**TRECHO DO DOCUMENTO**.
################

O que há por trás do lobby de Bolsonaro pelo uso da cloroquina - CartaCapital
"O dono do laboratório que produz o Reuquinol é Renato Spallicci, bolsonarista empedernido. Até fechar o acesso às suas redes sociais, o empresário tinha o hábito de atacar Lula e Dilma Rousseff e defender o ex-capitão. Em um dos posts, exibiu um desenho de Bolsonaro com o tradicional gesto da arminha, acompanhado do seguinte texto: “Acordar sabendo que seu presidente não é do PT, não tem preço”. Na campanha presidencial de 2018, fez questão de se declarar: “Renato Spallicci vota em Bolsonaro”. Apesar de atuar no setor farmacêutico, ele abraça as teorias da conspiração a respeito da origem da epidemia, atribuída ao “vírus chinês”. No Twitter, além de defender a cloroquina, o empresário dissemina: “O Covid nasceu na China, cresceu na Itália, estourou na França, fez graduação na Espanha, doutorado nos EUA e política no Brasil”. Ele curte mensagens do general Augusto Heleno, chama políticos progressistas de comunistas e dá aval à tese de que João Doria, governador paulista, e Alexandre Kalil, prefeito de Belo Horizonte, apreciam a “ditadura chinesa”.
Um apoio tão entusiasmado haveria de ser recompensado. Brasília influiu diplomaticamente para alavancar a produção de Spallicci. Uma troca de mensagens entre o embaixador brasileiro em Nova Délhi, Elias Luna Santos, e autoridades da Índia mostra que o Itamaraty intermediou a negociação para a importação de insumos usados na fabricação da hidroxicloroquina. Quem ganhou com as negociações? A Apsen, empresa do aliado. “A fabricação depende de matéria-prima importada, em sua maior parte da Índia. Em 25 de março de 2020, o governo indiano proibiu a importação desses insumos devido à grande demanda mundial. (…) Foi estabelecido um canal de comunicação aberto com o Ministério da Saúde e demais órgãos na esfera federal – respeitando todas as regras setoriais e o cumprimento das leis do País – com o objetivo da manutenção do atendimento de pacientes crônicos, para que não houvesse interrupção ou prejuízo em seu tratamento. O governo atuou a partir dessa interlocução ampla e geral do setor para a liberação”, informa a Apsen em nota. A empresa diz ainda que Spallicci não mantém qualquer relação pessoal com Bolsonaro.

################

**DADOS FORNECIDOS**.
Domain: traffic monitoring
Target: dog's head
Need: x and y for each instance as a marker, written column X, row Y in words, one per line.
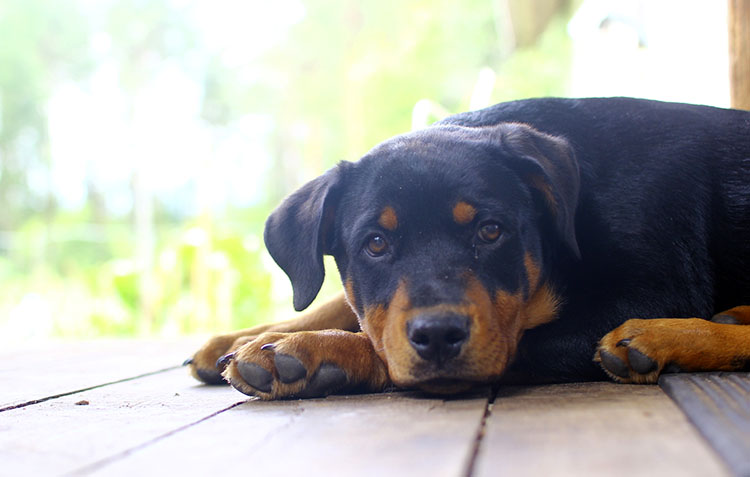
column 441, row 238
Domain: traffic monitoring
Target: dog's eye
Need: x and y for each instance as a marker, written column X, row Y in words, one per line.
column 489, row 232
column 376, row 246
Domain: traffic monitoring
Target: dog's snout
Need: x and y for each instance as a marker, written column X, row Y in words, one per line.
column 438, row 337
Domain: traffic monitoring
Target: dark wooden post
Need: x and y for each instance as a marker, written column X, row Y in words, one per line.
column 739, row 53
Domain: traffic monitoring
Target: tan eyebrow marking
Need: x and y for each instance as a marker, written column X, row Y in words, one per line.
column 464, row 213
column 388, row 219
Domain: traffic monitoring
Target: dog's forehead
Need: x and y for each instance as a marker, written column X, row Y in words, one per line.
column 428, row 176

################

**O QUE FAZER**.
Dê sequência ao texto sobre o lobby de Bolsonaro pelo uso da cloroquina, começando logo depois da última frase.

**RESPOSTA FINAL**.
Outro beneficiado é o EMS, controlado pelo empresário Carlos Sanchez. Um dos maiores bilionários do País, segundo a revista Forbes, fortuna calculada em 2,5 bilhões de dólares, Sanchez reuniu-se ao menos duas vezes com Bolsonaro, desde o início da pandemia. Meses atrás, em nota oficial, o laboratório admitiu a ineficácia do medicamento no tratamento do vírus. “As pesquisas foram conduzidas pela Coalizão Covid-19 Brasil, formada pelos hospitais Israelita Albert Einstein, Sírio-Libanês, HCOR, Oswaldo Cruz, Moinhos de Vento, Beneficência Portuguesa, Rede Brasileira de Pesquisa em Terapia Intensiva (BRICNet) e BCRI. O resultado, publicado no New England Journal of Medicine no dia 23/07, atestou que o medicamento não promoveu melhoria nos quadros clínicos”.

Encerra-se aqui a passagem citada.